Die Aufgabe -> Schreib die Einträge ab der Zeile mit „one marker per instance, written like [1,69]“ bis einschließlich zur letzten Zeile noch einmal ab. Ändere dabei „Target“ zu „Label“ und lass alles andere gleich.

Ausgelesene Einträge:
* * * * * * *
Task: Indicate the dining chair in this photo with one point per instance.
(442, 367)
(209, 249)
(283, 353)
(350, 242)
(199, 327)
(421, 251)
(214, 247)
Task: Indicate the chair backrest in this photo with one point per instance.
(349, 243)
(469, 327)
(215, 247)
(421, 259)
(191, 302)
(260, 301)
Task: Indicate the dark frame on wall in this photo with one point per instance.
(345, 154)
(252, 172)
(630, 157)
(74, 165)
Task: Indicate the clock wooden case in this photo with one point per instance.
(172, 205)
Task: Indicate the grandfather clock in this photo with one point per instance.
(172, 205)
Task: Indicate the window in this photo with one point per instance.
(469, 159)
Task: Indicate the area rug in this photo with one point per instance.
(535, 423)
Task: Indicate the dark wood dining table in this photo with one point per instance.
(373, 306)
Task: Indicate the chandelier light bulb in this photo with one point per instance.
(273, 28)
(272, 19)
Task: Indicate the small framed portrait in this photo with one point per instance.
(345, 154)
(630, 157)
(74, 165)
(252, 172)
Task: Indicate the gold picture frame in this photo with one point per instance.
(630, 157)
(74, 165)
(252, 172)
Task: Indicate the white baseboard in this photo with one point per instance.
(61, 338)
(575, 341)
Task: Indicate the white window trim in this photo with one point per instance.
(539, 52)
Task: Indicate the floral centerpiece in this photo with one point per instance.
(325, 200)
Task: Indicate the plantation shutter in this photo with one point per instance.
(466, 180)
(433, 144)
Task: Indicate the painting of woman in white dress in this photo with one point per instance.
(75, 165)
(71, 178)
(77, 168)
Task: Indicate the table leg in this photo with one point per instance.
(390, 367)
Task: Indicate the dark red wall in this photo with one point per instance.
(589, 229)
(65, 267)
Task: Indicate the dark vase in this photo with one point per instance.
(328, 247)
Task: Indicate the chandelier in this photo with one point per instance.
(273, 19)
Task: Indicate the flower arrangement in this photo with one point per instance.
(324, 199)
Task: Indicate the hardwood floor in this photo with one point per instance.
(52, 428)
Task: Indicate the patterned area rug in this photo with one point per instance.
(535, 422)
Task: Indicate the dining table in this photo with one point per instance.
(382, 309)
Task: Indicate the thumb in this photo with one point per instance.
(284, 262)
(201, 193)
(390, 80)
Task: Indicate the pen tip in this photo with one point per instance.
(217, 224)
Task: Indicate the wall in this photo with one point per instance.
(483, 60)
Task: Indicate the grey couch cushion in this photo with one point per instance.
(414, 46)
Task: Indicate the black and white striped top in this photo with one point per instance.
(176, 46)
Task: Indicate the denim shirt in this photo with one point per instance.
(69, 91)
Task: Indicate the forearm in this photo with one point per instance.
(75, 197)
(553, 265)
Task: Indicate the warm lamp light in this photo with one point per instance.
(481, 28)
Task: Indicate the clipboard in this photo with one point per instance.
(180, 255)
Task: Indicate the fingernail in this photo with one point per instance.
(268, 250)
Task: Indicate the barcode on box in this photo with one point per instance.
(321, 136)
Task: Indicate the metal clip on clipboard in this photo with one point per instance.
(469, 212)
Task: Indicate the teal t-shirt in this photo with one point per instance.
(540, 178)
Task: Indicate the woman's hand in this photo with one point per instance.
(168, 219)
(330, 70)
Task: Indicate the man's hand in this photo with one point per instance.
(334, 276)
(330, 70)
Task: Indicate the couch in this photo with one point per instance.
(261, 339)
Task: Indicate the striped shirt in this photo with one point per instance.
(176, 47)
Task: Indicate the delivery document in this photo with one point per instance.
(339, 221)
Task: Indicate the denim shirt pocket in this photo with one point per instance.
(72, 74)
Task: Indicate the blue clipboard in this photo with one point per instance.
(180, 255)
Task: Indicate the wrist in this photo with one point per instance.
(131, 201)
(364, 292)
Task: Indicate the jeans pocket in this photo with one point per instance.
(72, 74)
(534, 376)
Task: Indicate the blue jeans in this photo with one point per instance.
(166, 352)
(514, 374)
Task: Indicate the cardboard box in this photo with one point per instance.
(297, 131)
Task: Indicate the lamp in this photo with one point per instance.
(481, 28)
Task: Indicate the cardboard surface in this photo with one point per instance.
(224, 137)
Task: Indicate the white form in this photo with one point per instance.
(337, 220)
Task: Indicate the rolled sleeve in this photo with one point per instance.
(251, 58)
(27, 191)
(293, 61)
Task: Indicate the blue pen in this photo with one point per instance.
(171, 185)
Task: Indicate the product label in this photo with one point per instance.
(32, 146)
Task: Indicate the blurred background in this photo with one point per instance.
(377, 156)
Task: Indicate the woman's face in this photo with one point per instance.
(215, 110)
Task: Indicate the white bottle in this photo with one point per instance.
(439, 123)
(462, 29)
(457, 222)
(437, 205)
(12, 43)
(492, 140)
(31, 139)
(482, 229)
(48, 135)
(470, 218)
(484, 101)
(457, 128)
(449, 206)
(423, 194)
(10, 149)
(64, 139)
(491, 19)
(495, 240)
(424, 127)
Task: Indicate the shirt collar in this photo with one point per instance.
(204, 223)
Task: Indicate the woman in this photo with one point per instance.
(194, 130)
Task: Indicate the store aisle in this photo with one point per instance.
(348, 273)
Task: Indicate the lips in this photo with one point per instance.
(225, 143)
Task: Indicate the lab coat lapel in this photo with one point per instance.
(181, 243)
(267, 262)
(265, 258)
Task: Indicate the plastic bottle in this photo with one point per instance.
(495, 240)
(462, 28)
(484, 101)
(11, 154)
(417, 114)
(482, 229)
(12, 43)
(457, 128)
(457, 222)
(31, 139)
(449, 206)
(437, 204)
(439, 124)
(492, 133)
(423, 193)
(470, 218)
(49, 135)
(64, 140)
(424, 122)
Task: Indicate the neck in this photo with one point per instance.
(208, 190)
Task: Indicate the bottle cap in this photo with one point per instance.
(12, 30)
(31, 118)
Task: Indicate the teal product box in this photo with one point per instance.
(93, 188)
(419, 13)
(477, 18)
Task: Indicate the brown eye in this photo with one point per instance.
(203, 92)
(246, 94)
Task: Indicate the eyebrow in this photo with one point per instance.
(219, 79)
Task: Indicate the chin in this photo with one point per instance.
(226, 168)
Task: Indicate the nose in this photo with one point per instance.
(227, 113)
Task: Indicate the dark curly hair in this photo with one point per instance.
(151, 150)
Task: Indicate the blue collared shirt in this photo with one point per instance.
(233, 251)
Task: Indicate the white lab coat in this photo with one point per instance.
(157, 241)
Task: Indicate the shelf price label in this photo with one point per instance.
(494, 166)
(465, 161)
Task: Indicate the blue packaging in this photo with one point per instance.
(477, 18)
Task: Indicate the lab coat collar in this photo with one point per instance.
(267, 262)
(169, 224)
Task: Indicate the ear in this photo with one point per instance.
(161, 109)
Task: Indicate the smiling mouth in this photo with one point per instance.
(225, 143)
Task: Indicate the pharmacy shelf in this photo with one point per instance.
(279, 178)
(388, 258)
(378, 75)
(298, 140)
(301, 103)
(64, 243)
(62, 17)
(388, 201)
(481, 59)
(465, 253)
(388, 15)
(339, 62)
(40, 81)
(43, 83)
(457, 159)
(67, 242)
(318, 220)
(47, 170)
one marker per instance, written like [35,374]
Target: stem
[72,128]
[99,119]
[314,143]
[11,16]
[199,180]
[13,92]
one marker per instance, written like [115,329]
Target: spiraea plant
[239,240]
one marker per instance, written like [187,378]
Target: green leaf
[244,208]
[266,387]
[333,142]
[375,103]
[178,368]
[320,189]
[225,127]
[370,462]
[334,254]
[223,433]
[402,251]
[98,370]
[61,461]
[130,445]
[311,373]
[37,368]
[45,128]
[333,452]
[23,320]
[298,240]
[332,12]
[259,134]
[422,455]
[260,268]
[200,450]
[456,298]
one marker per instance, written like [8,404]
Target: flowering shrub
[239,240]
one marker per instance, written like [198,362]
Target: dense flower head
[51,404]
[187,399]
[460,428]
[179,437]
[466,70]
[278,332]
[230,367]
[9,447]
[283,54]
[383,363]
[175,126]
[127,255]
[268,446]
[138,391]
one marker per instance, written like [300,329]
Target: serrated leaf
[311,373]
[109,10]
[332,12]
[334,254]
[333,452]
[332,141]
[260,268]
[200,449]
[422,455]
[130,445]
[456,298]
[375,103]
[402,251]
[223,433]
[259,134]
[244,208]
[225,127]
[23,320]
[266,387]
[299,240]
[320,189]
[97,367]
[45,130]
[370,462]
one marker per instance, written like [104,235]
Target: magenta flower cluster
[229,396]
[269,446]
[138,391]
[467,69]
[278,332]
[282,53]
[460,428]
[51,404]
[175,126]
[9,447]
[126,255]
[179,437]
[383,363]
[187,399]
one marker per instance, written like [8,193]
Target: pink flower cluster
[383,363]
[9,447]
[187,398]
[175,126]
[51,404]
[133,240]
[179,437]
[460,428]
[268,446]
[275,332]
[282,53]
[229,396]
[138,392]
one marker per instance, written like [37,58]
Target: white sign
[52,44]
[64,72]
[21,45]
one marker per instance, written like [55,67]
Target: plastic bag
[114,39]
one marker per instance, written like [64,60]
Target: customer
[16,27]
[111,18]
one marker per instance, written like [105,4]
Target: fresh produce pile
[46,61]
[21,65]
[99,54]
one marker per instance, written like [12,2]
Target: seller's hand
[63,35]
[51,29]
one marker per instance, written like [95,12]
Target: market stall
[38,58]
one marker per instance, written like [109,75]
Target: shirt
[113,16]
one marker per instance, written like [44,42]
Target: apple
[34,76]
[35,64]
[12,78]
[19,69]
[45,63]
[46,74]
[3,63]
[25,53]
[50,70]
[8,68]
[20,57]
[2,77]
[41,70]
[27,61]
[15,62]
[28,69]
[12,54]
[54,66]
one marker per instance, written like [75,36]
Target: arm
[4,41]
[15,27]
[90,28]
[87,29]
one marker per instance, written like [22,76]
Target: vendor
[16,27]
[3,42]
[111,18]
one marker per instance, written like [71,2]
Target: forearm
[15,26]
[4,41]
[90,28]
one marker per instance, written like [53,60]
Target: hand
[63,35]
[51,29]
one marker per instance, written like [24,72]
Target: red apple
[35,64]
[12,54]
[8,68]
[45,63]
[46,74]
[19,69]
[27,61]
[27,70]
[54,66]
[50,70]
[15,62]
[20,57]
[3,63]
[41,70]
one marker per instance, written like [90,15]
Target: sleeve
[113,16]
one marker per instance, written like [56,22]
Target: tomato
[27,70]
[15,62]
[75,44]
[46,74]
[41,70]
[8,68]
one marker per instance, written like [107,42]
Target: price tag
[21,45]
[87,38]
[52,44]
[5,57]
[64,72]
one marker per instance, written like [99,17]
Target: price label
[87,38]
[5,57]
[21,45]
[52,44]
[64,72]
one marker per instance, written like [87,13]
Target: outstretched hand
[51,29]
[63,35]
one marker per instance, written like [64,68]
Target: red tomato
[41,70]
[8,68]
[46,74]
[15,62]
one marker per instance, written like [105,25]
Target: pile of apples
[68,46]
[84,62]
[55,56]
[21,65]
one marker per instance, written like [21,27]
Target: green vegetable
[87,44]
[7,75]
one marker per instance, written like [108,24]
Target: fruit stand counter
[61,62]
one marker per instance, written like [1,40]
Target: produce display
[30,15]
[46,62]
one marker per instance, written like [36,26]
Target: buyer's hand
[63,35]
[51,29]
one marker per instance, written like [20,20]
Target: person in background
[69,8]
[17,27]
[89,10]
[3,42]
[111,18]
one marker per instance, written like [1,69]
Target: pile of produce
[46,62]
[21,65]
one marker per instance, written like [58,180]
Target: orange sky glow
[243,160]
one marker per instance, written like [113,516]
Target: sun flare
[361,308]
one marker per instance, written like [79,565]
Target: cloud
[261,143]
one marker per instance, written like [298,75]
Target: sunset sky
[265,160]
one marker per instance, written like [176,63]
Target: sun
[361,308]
* * * * * * *
Ergebnis ->
one marker per instance, written like [1,69]
Label: pile of produce
[46,62]
[21,65]
one marker per instance, written like [58,180]
Label: orange sky glow
[243,160]
one marker per instance, written like [113,516]
Label: sun flare
[361,308]
one marker per instance, written like [79,565]
Label: cloud
[261,143]
one marker per instance, written like [298,75]
Label: sunset sky
[265,160]
one marker per instance, written like [176,63]
Label: sun
[361,308]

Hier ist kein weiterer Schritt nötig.